### WHAT YOU WILL DO
1/ From the review passage on American newness, pull out the text starting with "The Easterlin-like figure" and going on through "future as unbounded.", unchanged.
2/ Render this sentence from the review passage on American newness in Spanish: "The unmistakable newness of America in the nineteenth century made it possible for its authors to sketch a philosophy for living permanently with newness, in the form of competitive technological capitalism."

___ EXTRACT PROVIDED ___

And it is a measure of their success in describing the popular mood that for the entire hundred and fifty year period since they wrote that the taste for “newness itself” has “overwhelmed the party of nostalgia, delay, opposition, and elegiac celebration of a vanishing or vanished past in favor of a rush to the future.”

 

The Easterlin-like figure in this literature is Frederick Jackson Turner, author of The Significance of the American Frontier, who famously argued to a session of the American Historical Society meeting at the Columbian Exhibition in Chicago, in 1893, that the “can-do” spirit associated with the United States during the eighteenth and nineteenth centuries had been formed at the meeting point of civilization and the western frontier, and that, once the frontier was closed, once the internal spaces of the nation began filling up, a new mentality would emerge, much more like that of the European world that the settlers had left behind. Eventually, Emerson, Whitman and Twain and others of their ilk would become quaint reminders of what the future had seemed like when America was young and the future as unbounded.

 

Turner was wrong, Fisher says.  The unmistakable newness of America in the nineteenth century made it possible for its authors to sketch a philosophy for living permanently with newness, in the form of competitive technological capitalism.  It was in those years that “America became a culture willing to pay the deep costs of obsolescence and lost towns as part of what might be called the bargain of invention,” he writes. And in a series of chapters on the Charles River Bridge decision, on Emerson and Whitman, on Melville and slavery, on Twain, Henry James, William Dean Howells and the rise of professionalism, on regionalism and realism in literature, he produces one compelling insight after another from the cornucopia of American literature, none more dazzling than the gloss he puts on the famous episode in which Tom Sawyer paints his Aunt Sally’s fence. The scene could be called “a young person’s guide to the American orchestra,” writes Fisher and, in his hands, so it is.  No one who has read Still the New World can be mystified by the direction the United States had taken since the 1970s and the era of The Limits to Growth. Nor will they be surprised at the next lunge in the direction of the new that the nation is preparing to make – the election of its first African-American president.

___ DATA EXTRACTS ___

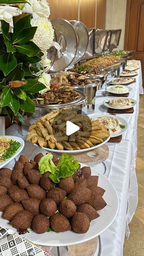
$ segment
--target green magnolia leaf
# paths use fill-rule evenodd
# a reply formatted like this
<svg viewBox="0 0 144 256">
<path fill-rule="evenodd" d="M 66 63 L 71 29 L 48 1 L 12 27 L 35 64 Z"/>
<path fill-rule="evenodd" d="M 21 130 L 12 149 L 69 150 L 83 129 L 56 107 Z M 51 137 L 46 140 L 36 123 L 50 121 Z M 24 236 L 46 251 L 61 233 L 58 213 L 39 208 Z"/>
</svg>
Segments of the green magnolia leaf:
<svg viewBox="0 0 144 256">
<path fill-rule="evenodd" d="M 11 102 L 12 98 L 12 94 L 10 88 L 6 87 L 2 90 L 3 94 L 1 100 L 1 106 L 4 107 L 8 106 Z"/>
<path fill-rule="evenodd" d="M 26 100 L 20 100 L 20 108 L 26 112 L 35 113 L 35 104 L 28 95 L 26 95 Z"/>
<path fill-rule="evenodd" d="M 24 71 L 24 76 L 31 76 L 32 74 L 30 71 L 28 64 L 22 64 L 22 69 Z"/>
<path fill-rule="evenodd" d="M 37 27 L 30 27 L 22 29 L 17 38 L 13 42 L 13 44 L 24 44 L 28 43 L 33 38 Z"/>
<path fill-rule="evenodd" d="M 22 90 L 20 89 L 20 88 L 13 88 L 12 91 L 20 99 L 24 100 L 26 100 L 26 93 L 24 91 L 23 91 Z"/>
<path fill-rule="evenodd" d="M 8 81 L 21 81 L 24 77 L 24 72 L 22 68 L 22 63 L 18 64 L 14 69 L 9 73 L 7 78 Z"/>
<path fill-rule="evenodd" d="M 20 109 L 20 103 L 18 98 L 14 94 L 12 94 L 12 100 L 9 103 L 9 106 L 16 116 Z"/>
<path fill-rule="evenodd" d="M 8 40 L 5 39 L 4 40 L 4 42 L 6 45 L 7 52 L 14 52 L 16 51 L 14 47 L 13 47 L 11 42 L 8 41 Z"/>
<path fill-rule="evenodd" d="M 35 93 L 46 88 L 43 84 L 40 83 L 36 79 L 26 79 L 26 81 L 27 84 L 24 84 L 22 88 L 26 92 Z"/>
<path fill-rule="evenodd" d="M 26 55 L 21 54 L 18 52 L 16 54 L 14 53 L 14 54 L 17 60 L 24 64 L 37 63 L 41 60 L 41 58 L 37 57 L 37 56 L 34 56 L 34 57 L 28 57 Z"/>
<path fill-rule="evenodd" d="M 4 78 L 2 81 L 0 82 L 0 89 L 4 89 L 6 86 L 6 79 Z"/>
<path fill-rule="evenodd" d="M 16 47 L 19 52 L 26 54 L 29 57 L 35 56 L 41 50 L 33 42 L 29 42 L 26 44 L 16 45 Z"/>
<path fill-rule="evenodd" d="M 0 68 L 5 76 L 15 68 L 16 64 L 16 59 L 12 52 L 3 53 L 0 56 Z"/>
<path fill-rule="evenodd" d="M 30 3 L 26 0 L 0 0 L 0 4 L 18 4 L 18 3 Z"/>
<path fill-rule="evenodd" d="M 15 23 L 13 33 L 12 34 L 12 42 L 14 42 L 16 40 L 22 30 L 31 26 L 30 24 L 31 17 L 32 14 L 26 15 L 18 20 Z"/>
</svg>

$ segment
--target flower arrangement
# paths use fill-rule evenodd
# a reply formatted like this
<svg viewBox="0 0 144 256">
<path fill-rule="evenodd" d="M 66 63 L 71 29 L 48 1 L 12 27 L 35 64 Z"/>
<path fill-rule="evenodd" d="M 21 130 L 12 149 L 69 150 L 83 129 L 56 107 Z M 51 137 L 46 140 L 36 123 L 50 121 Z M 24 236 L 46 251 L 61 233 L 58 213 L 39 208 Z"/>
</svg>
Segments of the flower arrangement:
<svg viewBox="0 0 144 256">
<path fill-rule="evenodd" d="M 24 112 L 35 113 L 37 93 L 49 90 L 47 50 L 60 46 L 53 42 L 46 0 L 0 0 L 0 116 L 22 121 Z"/>
</svg>

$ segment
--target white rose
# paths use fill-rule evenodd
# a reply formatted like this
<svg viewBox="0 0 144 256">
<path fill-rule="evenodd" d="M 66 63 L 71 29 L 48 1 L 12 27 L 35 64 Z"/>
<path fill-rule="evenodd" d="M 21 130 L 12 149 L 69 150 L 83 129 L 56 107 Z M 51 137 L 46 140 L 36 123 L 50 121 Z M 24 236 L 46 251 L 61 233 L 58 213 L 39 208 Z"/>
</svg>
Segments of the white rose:
<svg viewBox="0 0 144 256">
<path fill-rule="evenodd" d="M 16 7 L 5 5 L 0 6 L 0 20 L 4 20 L 10 24 L 9 32 L 13 32 L 14 27 L 12 17 L 22 14 L 22 11 Z M 0 24 L 0 30 L 1 24 Z"/>
<path fill-rule="evenodd" d="M 28 4 L 18 4 L 22 12 L 32 14 L 34 18 L 38 17 L 48 18 L 50 15 L 50 8 L 46 0 L 28 0 Z"/>
<path fill-rule="evenodd" d="M 40 83 L 43 84 L 46 86 L 46 88 L 42 90 L 39 91 L 39 93 L 41 94 L 46 93 L 48 91 L 50 90 L 50 80 L 51 80 L 51 77 L 50 74 L 46 74 L 46 73 L 42 73 L 40 77 L 38 78 L 38 81 Z"/>
</svg>

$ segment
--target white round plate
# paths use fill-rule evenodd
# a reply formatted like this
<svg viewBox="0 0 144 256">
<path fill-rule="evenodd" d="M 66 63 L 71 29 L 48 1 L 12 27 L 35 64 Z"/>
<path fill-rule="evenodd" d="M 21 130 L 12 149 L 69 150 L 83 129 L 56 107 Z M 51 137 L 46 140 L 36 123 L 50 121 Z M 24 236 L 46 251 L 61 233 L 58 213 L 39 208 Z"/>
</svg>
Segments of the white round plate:
<svg viewBox="0 0 144 256">
<path fill-rule="evenodd" d="M 118 133 L 115 134 L 113 134 L 111 133 L 111 131 L 109 130 L 111 134 L 110 137 L 113 138 L 114 137 L 117 137 L 117 136 L 119 136 L 120 135 L 121 135 L 123 133 L 126 132 L 126 130 L 128 129 L 128 124 L 127 122 L 122 117 L 120 117 L 120 116 L 114 116 L 114 115 L 99 115 L 99 116 L 95 116 L 93 117 L 94 119 L 96 119 L 98 117 L 101 117 L 101 116 L 108 116 L 109 117 L 112 117 L 113 118 L 116 118 L 117 119 L 118 119 L 120 122 L 122 123 L 122 125 L 125 125 L 125 128 L 124 128 L 124 129 L 122 129 L 122 130 L 120 131 Z"/>
<path fill-rule="evenodd" d="M 133 101 L 134 102 L 134 103 L 132 105 L 132 106 L 130 106 L 129 107 L 126 107 L 125 108 L 116 108 L 116 107 L 115 108 L 114 107 L 112 107 L 111 106 L 110 106 L 108 104 L 108 103 L 106 103 L 106 102 L 109 101 L 110 100 L 112 100 L 113 99 L 114 99 L 116 97 L 115 97 L 114 98 L 109 98 L 108 99 L 105 100 L 104 101 L 103 101 L 103 104 L 105 106 L 106 106 L 106 107 L 107 107 L 107 108 L 112 108 L 113 109 L 120 109 L 120 110 L 128 109 L 128 108 L 133 108 L 133 107 L 134 107 L 134 106 L 135 106 L 136 105 L 136 104 L 137 104 L 136 100 L 134 100 L 134 99 L 131 99 L 129 98 L 126 98 L 130 100 L 131 101 Z M 125 98 L 126 97 L 123 97 L 122 98 Z M 117 97 L 117 98 L 118 99 L 118 97 Z"/>
<path fill-rule="evenodd" d="M 129 73 L 129 71 L 124 71 L 126 72 L 126 74 L 123 74 L 122 72 L 120 73 L 120 76 L 126 77 L 127 76 L 136 76 L 138 74 L 137 72 L 132 72 L 132 73 Z"/>
<path fill-rule="evenodd" d="M 20 138 L 19 138 L 18 137 L 16 137 L 16 136 L 9 136 L 8 135 L 6 135 L 5 136 L 1 136 L 1 137 L 5 137 L 13 139 L 14 140 L 15 140 L 17 141 L 18 141 L 21 144 L 21 145 L 20 147 L 18 149 L 16 153 L 13 155 L 10 158 L 8 158 L 6 159 L 5 161 L 4 161 L 0 163 L 0 168 L 2 168 L 5 165 L 9 163 L 10 162 L 12 161 L 14 158 L 18 154 L 20 153 L 20 152 L 24 148 L 24 140 L 21 139 Z"/>
<path fill-rule="evenodd" d="M 110 91 L 110 89 L 112 87 L 114 87 L 115 86 L 120 86 L 121 85 L 122 85 L 121 84 L 116 84 L 115 85 L 110 85 L 109 86 L 107 87 L 107 90 L 106 91 L 107 92 L 110 92 L 110 93 L 113 93 L 114 94 L 124 94 L 125 93 L 128 93 L 128 92 L 111 92 Z M 128 86 L 125 86 L 124 85 L 123 86 L 124 86 L 124 87 L 125 87 L 126 88 L 127 88 L 128 89 L 128 90 L 129 92 L 130 92 L 130 91 L 131 91 L 132 90 L 132 88 L 131 88 L 131 87 L 129 87 Z"/>
<path fill-rule="evenodd" d="M 115 80 L 117 80 L 117 79 L 120 79 L 120 78 L 115 78 Z M 114 79 L 113 79 L 113 80 L 114 80 Z M 134 82 L 134 78 L 130 78 L 130 81 L 128 81 L 128 82 L 121 82 L 120 83 L 118 82 L 112 82 L 112 80 L 111 80 L 109 82 L 110 84 L 118 84 L 118 84 L 129 84 L 129 83 L 131 83 L 132 82 Z"/>
<path fill-rule="evenodd" d="M 81 166 L 87 166 L 80 164 Z M 83 243 L 98 236 L 107 229 L 114 221 L 118 213 L 119 200 L 116 191 L 112 183 L 106 177 L 94 168 L 91 168 L 92 175 L 98 175 L 98 186 L 104 188 L 106 192 L 103 197 L 108 205 L 104 209 L 98 211 L 100 217 L 92 220 L 88 232 L 85 234 L 77 234 L 72 230 L 56 233 L 51 231 L 42 234 L 38 234 L 33 231 L 20 237 L 26 237 L 36 244 L 47 246 L 65 246 Z M 10 228 L 16 231 L 8 223 L 8 221 L 2 217 L 0 212 L 0 225 L 4 228 Z M 18 233 L 17 233 L 18 235 Z"/>
<path fill-rule="evenodd" d="M 92 149 L 94 149 L 94 148 L 99 148 L 99 147 L 101 147 L 104 144 L 105 144 L 110 139 L 110 136 L 109 136 L 108 138 L 105 140 L 103 142 L 100 143 L 100 144 L 98 144 L 96 146 L 94 146 L 93 147 L 92 147 L 91 148 L 84 148 L 84 149 L 78 149 L 77 150 L 60 150 L 58 149 L 52 149 L 52 148 L 45 148 L 44 147 L 43 147 L 42 148 L 43 149 L 45 149 L 45 150 L 47 150 L 49 152 L 54 152 L 54 153 L 59 153 L 59 154 L 61 154 L 63 153 L 66 153 L 67 154 L 77 154 L 77 153 L 81 153 L 82 152 L 84 152 L 85 151 L 88 151 L 89 150 L 91 150 Z M 33 145 L 35 145 L 37 147 L 40 147 L 37 144 L 35 144 L 35 143 L 33 144 Z"/>
</svg>

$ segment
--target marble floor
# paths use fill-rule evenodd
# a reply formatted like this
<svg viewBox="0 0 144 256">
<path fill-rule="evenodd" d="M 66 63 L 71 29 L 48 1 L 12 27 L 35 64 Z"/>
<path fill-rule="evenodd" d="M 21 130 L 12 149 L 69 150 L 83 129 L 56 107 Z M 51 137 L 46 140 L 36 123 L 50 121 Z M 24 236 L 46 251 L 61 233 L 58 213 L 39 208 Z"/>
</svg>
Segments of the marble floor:
<svg viewBox="0 0 144 256">
<path fill-rule="evenodd" d="M 136 174 L 138 202 L 134 216 L 129 225 L 130 236 L 124 242 L 124 256 L 144 255 L 144 95 L 140 95 L 138 147 Z"/>
</svg>

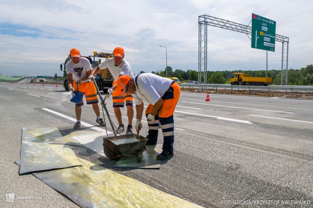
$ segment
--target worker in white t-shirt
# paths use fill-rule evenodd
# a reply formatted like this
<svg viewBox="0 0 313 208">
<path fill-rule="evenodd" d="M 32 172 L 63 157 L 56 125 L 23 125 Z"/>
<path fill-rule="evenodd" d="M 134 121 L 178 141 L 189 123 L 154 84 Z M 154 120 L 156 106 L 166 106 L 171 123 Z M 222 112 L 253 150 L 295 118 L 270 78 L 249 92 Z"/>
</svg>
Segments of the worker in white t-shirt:
<svg viewBox="0 0 313 208">
<path fill-rule="evenodd" d="M 149 104 L 145 114 L 149 128 L 147 145 L 155 145 L 157 140 L 159 122 L 163 134 L 162 153 L 156 159 L 168 160 L 174 156 L 174 122 L 173 114 L 180 95 L 179 86 L 175 81 L 154 74 L 145 73 L 130 77 L 120 76 L 116 81 L 120 96 L 132 94 L 136 104 L 136 129 L 142 127 L 143 101 Z"/>
<path fill-rule="evenodd" d="M 71 60 L 65 65 L 67 73 L 67 83 L 69 88 L 71 91 L 77 90 L 85 94 L 87 104 L 92 105 L 94 111 L 97 116 L 96 122 L 101 126 L 105 126 L 103 119 L 101 118 L 98 103 L 97 90 L 95 85 L 88 82 L 88 78 L 91 73 L 91 66 L 88 59 L 80 57 L 79 50 L 75 48 L 71 49 L 69 57 Z M 75 114 L 77 121 L 74 126 L 74 129 L 80 127 L 81 106 L 84 105 L 83 99 L 80 103 L 75 104 Z"/>
<path fill-rule="evenodd" d="M 114 81 L 113 82 L 112 87 L 108 90 L 108 94 L 105 95 L 107 98 L 112 95 L 113 100 L 113 108 L 114 113 L 119 123 L 117 131 L 120 134 L 125 131 L 124 124 L 122 120 L 122 113 L 120 108 L 124 107 L 124 103 L 126 102 L 126 107 L 127 108 L 127 116 L 128 118 L 128 125 L 127 127 L 126 134 L 132 133 L 132 121 L 134 116 L 134 109 L 133 108 L 133 96 L 131 94 L 126 94 L 123 96 L 120 96 L 115 90 L 116 89 L 115 82 L 119 77 L 123 75 L 132 76 L 133 74 L 131 72 L 131 66 L 126 60 L 124 59 L 125 54 L 124 49 L 122 48 L 117 47 L 113 51 L 113 57 L 108 58 L 104 61 L 98 66 L 95 68 L 92 71 L 92 75 L 93 75 L 98 73 L 100 69 L 103 69 L 107 68 L 112 75 Z M 89 79 L 91 80 L 91 77 Z M 92 76 L 94 79 L 94 77 Z"/>
</svg>

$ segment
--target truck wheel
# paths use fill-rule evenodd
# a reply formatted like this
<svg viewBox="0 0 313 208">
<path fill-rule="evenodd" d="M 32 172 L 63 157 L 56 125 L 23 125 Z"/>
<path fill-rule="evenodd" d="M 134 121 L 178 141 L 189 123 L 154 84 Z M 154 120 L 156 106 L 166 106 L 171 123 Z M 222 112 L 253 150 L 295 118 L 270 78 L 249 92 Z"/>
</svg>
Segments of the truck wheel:
<svg viewBox="0 0 313 208">
<path fill-rule="evenodd" d="M 69 85 L 67 85 L 67 81 L 65 81 L 64 82 L 64 88 L 65 89 L 65 91 L 69 91 Z"/>
</svg>

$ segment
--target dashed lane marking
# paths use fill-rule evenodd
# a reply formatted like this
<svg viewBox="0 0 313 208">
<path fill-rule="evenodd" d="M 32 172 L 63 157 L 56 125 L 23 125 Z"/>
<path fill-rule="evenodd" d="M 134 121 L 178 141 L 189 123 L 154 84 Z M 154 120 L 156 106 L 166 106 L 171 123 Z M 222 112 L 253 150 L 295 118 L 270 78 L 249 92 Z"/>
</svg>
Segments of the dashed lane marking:
<svg viewBox="0 0 313 208">
<path fill-rule="evenodd" d="M 182 101 L 182 103 L 192 103 L 193 104 L 197 104 L 200 105 L 214 105 L 215 106 L 219 106 L 222 107 L 226 107 L 228 108 L 241 108 L 244 109 L 249 109 L 250 110 L 262 110 L 265 111 L 271 111 L 271 112 L 276 112 L 278 113 L 283 113 L 286 114 L 294 114 L 294 113 L 291 112 L 286 112 L 285 111 L 280 111 L 277 110 L 264 110 L 264 109 L 257 109 L 255 108 L 243 108 L 242 107 L 236 107 L 233 106 L 227 106 L 227 105 L 214 105 L 214 104 L 209 104 L 204 103 L 192 103 L 191 102 L 185 102 L 183 101 Z"/>
<path fill-rule="evenodd" d="M 312 121 L 301 121 L 300 120 L 295 120 L 294 119 L 283 119 L 281 118 L 277 118 L 276 117 L 271 117 L 270 116 L 265 116 L 263 115 L 249 115 L 252 116 L 256 116 L 257 117 L 261 117 L 261 118 L 265 118 L 267 119 L 278 119 L 279 120 L 283 120 L 285 121 L 295 121 L 296 122 L 301 122 L 304 123 L 308 123 L 309 124 L 313 124 L 313 122 Z"/>
</svg>

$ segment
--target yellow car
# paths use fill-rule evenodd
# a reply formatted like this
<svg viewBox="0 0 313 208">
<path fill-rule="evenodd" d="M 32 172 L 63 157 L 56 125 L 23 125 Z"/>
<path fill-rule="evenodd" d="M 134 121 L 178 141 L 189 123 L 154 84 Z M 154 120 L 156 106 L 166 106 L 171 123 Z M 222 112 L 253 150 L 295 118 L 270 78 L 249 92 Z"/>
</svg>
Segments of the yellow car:
<svg viewBox="0 0 313 208">
<path fill-rule="evenodd" d="M 172 80 L 175 81 L 176 82 L 177 82 L 177 84 L 182 84 L 181 83 L 177 77 L 166 77 L 165 78 L 168 78 L 169 79 L 171 79 Z"/>
</svg>

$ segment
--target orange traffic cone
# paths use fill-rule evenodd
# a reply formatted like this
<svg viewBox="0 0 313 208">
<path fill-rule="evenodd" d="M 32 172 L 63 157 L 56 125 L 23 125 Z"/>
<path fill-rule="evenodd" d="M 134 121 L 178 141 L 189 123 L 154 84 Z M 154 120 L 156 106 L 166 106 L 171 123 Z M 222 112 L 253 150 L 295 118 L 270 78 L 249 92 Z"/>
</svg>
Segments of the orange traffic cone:
<svg viewBox="0 0 313 208">
<path fill-rule="evenodd" d="M 205 99 L 206 101 L 210 101 L 210 96 L 209 95 L 209 91 L 208 91 L 208 93 L 207 94 L 207 99 Z"/>
</svg>

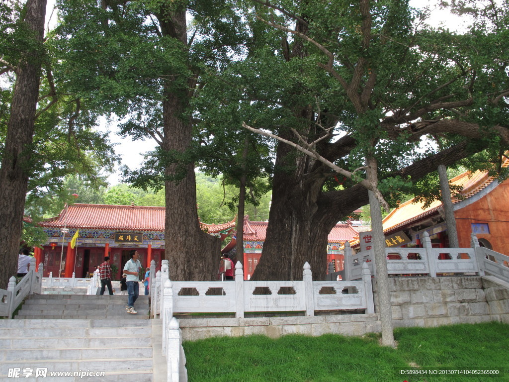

___

### RESULTS BY TASK
1/
The Easterlin-like figure in this literature is Frederick Jackson Turner, author of The Significance of the American Frontier, who famously argued to a session of the American Historical Society meeting at the Columbian Exhibition in Chicago, in 1893, that the “can-do” spirit associated with the United States during the eighteenth and nineteenth centuries had been formed at the meeting point of civilization and the western frontier, and that, once the frontier was closed, once the internal spaces of the nation began filling up, a new mentality would emerge, much more like that of the European world that the settlers had left behind. Eventually, Emerson, Whitman and Twain and others of their ilk would become quaint reminders of what the future had seemed like when America was young and the future as unbounded.

2/ La inconfundible novedad de Estados Unidos en el siglo XIX hizo posible que sus autores esbozaran una filosofía para vivir permanentemente con la novedad, en forma de capitalismo tecnológico competitivo.